### WHAT YOU NEED TO DO
Pick out each line of the data below that contains the word "noun", and copy those lines.
------ RECORDS
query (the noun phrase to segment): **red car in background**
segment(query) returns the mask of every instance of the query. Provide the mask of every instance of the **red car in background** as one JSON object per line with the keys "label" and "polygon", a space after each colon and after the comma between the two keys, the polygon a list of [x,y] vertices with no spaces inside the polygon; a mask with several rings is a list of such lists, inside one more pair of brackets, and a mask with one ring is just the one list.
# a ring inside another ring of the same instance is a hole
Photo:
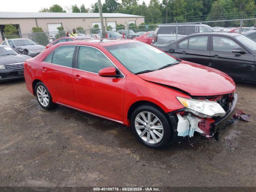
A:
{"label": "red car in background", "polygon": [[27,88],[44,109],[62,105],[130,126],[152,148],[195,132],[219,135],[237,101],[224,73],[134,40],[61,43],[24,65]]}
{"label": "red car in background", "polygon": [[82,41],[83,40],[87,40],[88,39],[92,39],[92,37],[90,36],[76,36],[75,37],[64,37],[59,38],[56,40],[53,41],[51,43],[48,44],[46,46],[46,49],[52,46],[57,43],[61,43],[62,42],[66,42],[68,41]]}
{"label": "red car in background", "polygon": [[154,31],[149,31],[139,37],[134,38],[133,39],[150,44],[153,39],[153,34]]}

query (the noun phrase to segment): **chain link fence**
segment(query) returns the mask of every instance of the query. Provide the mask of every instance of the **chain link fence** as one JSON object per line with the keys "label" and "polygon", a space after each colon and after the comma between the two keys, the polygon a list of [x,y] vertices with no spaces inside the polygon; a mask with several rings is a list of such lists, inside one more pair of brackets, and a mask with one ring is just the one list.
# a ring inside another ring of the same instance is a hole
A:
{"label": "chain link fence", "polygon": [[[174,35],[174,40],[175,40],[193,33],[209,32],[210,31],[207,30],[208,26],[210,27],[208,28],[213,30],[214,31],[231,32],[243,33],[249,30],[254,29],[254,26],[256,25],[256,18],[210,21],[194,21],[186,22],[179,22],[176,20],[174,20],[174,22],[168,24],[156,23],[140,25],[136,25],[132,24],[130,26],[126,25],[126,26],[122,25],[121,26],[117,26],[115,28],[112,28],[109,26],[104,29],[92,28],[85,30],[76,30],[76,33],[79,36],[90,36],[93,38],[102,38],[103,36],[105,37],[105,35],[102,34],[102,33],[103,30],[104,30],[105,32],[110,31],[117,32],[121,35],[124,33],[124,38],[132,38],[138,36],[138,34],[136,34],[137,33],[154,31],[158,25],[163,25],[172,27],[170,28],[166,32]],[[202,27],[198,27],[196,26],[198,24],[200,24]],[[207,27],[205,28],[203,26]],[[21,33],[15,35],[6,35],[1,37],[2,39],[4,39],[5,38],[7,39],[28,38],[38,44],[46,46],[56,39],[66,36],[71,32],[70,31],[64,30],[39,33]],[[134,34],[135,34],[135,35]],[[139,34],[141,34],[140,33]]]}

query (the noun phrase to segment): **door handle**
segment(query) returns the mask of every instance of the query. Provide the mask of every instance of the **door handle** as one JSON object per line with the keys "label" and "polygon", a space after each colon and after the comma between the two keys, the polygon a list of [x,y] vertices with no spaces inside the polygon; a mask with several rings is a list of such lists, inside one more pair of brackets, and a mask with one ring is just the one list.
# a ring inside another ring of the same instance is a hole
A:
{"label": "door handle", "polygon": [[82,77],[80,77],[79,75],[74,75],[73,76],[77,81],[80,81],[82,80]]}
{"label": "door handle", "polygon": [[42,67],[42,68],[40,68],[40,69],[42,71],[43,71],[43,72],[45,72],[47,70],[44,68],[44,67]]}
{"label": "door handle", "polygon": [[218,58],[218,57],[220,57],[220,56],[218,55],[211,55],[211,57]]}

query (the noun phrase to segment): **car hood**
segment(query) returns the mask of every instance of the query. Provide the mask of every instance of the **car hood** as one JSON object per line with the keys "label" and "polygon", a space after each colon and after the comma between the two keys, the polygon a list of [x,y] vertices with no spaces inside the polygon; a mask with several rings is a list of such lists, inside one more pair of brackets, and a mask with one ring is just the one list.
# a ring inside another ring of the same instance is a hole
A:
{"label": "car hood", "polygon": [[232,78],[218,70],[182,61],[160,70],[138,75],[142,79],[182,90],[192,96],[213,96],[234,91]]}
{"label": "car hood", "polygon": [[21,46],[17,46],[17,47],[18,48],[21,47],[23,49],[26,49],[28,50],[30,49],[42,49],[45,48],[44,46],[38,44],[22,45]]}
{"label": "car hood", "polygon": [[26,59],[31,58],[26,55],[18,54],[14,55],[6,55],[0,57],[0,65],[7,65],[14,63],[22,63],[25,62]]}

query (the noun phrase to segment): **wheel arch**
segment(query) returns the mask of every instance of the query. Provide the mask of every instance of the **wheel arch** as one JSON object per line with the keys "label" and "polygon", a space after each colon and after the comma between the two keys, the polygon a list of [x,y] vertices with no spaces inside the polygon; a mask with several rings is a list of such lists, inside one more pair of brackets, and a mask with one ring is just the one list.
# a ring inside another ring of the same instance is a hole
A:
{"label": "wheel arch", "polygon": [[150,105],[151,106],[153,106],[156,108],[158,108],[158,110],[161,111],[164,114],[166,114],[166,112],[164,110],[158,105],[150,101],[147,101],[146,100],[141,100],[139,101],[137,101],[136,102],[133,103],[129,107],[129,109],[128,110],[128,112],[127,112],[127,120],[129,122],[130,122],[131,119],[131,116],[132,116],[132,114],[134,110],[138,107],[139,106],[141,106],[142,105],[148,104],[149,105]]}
------------
### FULL RESPONSE
query (the noun phrase to segment): **red car in background**
query (the noun phrase to segment): **chain link fence**
query (the noun phrase to segment): **door handle**
query (the noun phrase to segment): **car hood**
query (the noun phrase to segment): **wheel arch**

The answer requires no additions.